**Texte choisi**

╭──

Malgré les fouilles les plus approfondies, les produits passent, concèdent les organisateurs. « Il faut arrêter l’hypocrisie », lâche Maxime Vidal, le responsable comm et partenariats d’EXIL, un collectif monté il y a trois ans. « J’ai un devoir d’informer mon public sur la drogue qu’il prend. Aujourd’hui, on fait face à un manque d’information, il n’y a aucune éducation sur ce sujet et c’est problématique. » Très engagé pour la prévention, il fait systématiquement appel à Fêtez Clairs. « Je fais pas des soirées pour que les gens se droguent à gogo, mais c’est évident que le monde de la nuit est beaucoup associé à la drogue, surtout la techno à l’ecstasy », admet le jeune homme à la boucle d’oreille, vêtu de noir de la tête aux pieds.


« Bien sûr que les gens qui viennent dans ce genre de soirées prennent des trucs », abonde Thibault, 27 ans, cheveux en chignon. Il vient de gober une pilule d’ecstasy. « Il y a un engouement autour de la techno ces dernières années, avec de plus en plus de soirées en warehouse », observe celui qui sort en club depuis les années Tecktonik et préfère désormais ce genre de fête XXL dans des grands entrepôts, car tout y est plus libre.

Ces soirées revendiquent un esprit proche des free parties, mais sont plus accessibles et attirent un public plus jeune, qui « ne sait pas gérer », selon Anne. « L’accès à la drogue s’est démocratisé, mais pas le fait de savoir doser. »


Étendre l’analyse de produits


C’est un fait. Les ecstasys sont de plus en plus chargés. Leur concentration en MDMA a doublé en 5 ans, d’après l’Observatoire français des drogues et toxicomanie.

« L’accident est le plus souvent lié à une surdose », affirme Franck Moulius, et c’est face à cette réalité que Fêtez Clairs a modifié son discours. Pour aller plus loin dans la prévention, la structure encourage les usagers à faire analyser leurs produits. La pratique, un temps interdite, est de nouveau possible depuis la loi de santé de 2016. L’association Charonne est intervenue à Solidays, à la Techno Parade, ou encore à Dream Nation, un festival techno qui s’est tenu à Aubervilliers en septembre. « Plus les gens ont accès à de l’analyse, plus ils sont informés », explique Sevag Chenorhokian, pharmacien de l’association Sida Paroles, qui travaille avec Charonne sur ces actions. Chaque test d’échantillon est accompagné d’un entretien de prévention.

╰──

**Données extraites**

╭──

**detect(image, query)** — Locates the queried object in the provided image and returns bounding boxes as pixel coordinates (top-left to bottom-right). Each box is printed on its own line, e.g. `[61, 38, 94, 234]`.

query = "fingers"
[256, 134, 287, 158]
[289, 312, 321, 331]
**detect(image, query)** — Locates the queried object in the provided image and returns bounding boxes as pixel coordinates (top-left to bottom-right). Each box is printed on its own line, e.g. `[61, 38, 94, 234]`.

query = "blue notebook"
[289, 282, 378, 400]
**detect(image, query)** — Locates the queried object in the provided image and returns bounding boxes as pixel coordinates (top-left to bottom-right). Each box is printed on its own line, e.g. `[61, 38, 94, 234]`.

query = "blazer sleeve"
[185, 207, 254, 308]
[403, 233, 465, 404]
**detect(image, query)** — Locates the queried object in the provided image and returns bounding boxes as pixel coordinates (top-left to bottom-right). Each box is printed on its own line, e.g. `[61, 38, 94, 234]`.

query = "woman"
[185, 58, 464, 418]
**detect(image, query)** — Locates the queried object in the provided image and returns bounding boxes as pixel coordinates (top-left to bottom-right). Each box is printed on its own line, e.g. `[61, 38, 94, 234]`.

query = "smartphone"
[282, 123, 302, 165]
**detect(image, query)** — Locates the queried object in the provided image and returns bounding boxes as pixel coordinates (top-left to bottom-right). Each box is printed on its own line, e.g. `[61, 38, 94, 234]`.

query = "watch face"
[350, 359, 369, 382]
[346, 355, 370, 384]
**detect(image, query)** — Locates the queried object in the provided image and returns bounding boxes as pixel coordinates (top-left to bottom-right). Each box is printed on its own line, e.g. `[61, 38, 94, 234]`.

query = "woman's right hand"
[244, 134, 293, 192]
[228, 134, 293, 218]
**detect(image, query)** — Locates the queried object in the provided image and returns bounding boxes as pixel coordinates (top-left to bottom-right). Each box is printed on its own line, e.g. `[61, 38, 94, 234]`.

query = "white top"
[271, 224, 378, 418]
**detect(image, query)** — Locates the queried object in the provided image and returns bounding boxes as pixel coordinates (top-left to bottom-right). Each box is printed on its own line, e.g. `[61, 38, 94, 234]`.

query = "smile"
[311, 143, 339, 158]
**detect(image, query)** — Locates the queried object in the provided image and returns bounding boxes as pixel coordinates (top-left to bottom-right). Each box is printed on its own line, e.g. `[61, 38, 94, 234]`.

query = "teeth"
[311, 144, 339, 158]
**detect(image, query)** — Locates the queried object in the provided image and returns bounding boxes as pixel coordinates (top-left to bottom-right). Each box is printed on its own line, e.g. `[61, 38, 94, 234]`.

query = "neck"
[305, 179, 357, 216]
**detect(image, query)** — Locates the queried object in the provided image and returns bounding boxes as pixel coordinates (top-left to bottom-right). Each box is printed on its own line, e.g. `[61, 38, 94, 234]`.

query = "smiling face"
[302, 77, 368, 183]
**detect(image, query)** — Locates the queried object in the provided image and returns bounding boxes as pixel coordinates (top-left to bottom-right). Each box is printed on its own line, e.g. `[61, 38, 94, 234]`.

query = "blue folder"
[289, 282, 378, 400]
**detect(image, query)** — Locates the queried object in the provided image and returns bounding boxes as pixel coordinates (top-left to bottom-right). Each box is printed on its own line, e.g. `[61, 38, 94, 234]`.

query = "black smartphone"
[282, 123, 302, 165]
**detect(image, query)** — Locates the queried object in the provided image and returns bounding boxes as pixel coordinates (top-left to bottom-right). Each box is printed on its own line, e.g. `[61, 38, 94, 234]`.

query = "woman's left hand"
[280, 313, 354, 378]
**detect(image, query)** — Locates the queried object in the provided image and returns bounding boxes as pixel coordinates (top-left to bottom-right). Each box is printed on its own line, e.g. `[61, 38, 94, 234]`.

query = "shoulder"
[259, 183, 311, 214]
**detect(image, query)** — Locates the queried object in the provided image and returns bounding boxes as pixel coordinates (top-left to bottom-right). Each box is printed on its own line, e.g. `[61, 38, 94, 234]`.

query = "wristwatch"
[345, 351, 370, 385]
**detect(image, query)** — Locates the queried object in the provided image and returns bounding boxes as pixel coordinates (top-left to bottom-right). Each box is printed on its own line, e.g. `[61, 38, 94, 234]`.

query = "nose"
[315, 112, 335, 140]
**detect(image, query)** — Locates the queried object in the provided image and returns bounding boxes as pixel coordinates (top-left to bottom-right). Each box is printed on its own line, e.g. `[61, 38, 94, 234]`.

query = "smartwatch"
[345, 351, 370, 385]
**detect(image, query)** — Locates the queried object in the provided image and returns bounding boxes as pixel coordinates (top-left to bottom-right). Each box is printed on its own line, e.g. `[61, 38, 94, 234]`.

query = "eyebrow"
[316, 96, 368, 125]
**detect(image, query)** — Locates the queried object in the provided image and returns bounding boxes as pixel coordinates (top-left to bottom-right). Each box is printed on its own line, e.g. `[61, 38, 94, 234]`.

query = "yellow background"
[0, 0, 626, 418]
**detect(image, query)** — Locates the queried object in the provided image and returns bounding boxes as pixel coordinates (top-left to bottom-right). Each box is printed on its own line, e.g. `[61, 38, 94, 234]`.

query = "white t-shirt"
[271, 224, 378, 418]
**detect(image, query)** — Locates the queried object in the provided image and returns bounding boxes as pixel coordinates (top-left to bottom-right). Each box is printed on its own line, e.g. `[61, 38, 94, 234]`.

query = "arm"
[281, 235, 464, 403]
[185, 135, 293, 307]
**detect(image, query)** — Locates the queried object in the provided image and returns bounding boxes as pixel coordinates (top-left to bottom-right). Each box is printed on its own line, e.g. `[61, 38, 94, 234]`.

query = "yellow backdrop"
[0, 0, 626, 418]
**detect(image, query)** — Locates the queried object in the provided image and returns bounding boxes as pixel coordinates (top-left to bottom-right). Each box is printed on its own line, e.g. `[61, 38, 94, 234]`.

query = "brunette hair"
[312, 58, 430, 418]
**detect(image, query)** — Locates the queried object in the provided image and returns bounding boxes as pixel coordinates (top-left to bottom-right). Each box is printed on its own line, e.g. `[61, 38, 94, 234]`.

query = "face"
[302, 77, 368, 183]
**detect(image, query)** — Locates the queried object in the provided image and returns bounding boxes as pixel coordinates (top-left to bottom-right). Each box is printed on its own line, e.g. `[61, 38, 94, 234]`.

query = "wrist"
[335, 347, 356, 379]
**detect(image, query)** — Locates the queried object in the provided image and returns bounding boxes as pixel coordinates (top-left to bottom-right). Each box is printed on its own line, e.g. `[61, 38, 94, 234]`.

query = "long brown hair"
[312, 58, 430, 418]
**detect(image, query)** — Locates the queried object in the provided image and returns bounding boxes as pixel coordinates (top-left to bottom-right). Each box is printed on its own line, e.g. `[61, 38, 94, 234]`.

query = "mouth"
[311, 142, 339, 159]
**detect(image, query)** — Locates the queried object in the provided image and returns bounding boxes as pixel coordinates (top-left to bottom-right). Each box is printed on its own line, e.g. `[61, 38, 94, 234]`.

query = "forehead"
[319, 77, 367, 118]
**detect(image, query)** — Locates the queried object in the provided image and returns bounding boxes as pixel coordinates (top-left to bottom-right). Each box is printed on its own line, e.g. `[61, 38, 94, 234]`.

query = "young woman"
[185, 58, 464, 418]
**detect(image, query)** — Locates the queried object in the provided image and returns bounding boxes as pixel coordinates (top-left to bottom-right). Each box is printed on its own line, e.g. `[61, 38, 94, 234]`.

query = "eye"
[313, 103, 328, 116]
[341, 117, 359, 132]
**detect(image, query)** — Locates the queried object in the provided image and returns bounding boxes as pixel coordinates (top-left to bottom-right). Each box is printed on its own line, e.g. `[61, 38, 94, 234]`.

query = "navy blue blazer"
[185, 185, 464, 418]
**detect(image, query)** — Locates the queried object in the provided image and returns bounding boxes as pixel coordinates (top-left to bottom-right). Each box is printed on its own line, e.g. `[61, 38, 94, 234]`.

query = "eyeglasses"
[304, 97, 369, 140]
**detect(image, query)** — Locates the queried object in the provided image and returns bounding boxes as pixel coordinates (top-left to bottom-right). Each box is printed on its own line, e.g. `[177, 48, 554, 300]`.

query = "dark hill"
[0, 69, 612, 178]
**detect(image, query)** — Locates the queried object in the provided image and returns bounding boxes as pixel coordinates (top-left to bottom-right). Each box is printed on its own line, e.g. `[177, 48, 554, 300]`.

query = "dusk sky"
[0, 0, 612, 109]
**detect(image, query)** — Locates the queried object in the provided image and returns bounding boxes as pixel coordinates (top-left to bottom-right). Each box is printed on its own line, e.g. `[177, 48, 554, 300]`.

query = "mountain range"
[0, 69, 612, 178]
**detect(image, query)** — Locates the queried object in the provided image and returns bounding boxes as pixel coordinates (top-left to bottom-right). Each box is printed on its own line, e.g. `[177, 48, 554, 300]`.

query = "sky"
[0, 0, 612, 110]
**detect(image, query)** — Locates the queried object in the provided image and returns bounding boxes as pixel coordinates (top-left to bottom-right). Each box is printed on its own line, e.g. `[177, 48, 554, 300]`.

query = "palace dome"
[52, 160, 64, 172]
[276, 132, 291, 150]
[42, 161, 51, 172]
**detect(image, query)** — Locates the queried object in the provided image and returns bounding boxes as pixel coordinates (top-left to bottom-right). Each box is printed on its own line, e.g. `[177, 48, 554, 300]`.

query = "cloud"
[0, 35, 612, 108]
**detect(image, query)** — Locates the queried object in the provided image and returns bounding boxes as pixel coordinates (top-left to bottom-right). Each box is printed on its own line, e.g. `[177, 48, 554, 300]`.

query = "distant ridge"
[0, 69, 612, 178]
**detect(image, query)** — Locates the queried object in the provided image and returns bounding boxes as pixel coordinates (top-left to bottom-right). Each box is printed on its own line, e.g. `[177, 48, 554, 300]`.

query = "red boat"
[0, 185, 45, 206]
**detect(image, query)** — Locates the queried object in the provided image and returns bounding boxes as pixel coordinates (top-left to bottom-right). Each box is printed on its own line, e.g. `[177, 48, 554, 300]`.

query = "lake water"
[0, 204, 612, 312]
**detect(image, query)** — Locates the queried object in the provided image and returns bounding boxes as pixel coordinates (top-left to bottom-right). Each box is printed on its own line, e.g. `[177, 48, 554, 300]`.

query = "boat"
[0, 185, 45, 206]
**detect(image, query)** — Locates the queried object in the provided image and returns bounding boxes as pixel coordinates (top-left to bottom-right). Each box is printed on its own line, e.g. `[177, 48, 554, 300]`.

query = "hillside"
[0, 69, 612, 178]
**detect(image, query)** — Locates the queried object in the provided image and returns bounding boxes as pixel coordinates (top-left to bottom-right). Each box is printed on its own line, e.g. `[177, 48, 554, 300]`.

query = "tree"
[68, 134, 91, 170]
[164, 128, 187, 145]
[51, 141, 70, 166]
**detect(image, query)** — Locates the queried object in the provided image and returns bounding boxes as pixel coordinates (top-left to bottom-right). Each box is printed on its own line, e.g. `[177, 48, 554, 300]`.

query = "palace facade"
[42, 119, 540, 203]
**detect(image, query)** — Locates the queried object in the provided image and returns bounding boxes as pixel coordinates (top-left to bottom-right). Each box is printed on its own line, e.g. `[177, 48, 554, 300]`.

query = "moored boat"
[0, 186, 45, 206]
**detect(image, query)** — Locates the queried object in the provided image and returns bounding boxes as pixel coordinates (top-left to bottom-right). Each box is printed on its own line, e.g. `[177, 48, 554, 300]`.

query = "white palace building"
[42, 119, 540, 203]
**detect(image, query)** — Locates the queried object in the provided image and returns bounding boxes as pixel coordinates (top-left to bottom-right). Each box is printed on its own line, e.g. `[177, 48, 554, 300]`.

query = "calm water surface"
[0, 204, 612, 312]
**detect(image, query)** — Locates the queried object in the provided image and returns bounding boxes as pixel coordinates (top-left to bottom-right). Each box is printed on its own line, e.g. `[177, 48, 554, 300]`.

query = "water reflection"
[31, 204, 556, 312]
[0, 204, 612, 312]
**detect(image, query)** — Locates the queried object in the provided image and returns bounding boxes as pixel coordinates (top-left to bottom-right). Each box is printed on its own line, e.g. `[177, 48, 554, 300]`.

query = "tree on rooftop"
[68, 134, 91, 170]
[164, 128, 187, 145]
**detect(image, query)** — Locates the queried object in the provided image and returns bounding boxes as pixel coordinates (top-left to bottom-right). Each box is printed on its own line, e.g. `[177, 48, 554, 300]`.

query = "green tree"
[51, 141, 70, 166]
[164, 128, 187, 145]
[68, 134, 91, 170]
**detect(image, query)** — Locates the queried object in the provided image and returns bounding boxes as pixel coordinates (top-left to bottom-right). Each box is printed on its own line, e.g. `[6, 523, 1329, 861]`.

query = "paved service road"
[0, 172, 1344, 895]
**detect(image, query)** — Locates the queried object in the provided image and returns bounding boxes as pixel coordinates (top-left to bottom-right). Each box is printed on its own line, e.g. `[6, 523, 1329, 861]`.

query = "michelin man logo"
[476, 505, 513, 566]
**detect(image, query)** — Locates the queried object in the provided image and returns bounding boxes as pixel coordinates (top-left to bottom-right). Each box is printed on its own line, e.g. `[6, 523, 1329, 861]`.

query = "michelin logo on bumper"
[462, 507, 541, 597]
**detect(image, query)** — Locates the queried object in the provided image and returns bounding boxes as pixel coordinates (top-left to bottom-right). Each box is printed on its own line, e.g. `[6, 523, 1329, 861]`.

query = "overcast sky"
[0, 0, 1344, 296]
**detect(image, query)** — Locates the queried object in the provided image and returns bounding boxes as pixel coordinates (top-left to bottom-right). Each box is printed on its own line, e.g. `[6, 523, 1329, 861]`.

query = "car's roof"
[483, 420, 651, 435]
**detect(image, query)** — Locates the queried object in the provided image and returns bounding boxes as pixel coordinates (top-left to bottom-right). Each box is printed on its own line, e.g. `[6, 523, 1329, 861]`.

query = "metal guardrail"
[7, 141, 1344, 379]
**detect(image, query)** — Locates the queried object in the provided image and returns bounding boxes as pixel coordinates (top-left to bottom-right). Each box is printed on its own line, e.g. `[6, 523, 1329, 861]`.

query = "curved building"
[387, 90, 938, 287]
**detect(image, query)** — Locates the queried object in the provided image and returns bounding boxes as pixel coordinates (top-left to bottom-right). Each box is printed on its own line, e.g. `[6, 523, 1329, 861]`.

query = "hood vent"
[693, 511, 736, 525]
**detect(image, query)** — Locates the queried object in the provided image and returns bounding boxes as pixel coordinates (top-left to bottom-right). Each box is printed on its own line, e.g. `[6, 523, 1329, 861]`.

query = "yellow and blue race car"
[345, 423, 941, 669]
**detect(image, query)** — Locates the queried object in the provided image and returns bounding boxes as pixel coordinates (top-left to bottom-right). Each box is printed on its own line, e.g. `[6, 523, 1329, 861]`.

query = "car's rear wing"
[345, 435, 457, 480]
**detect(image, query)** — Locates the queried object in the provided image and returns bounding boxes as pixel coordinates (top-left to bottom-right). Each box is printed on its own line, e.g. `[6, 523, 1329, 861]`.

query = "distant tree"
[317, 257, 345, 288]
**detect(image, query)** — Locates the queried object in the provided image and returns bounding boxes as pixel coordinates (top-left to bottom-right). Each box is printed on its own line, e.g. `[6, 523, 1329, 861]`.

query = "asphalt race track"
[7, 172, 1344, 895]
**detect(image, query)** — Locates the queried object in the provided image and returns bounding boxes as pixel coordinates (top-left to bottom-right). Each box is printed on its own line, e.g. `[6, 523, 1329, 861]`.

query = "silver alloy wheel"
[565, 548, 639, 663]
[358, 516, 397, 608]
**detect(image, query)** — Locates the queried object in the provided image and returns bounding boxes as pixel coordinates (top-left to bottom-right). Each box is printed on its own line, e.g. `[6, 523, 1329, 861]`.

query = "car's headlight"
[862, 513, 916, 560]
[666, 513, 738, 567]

╰──

**Consigne**
D'après le texte choisi, depuis quelle loi l'analyse des produits est-elle de nouveau possible ? Les lignes n'ont aucun rapport avec le texte choisi.

**Réponse**
Depuis la loi de santé de 2016.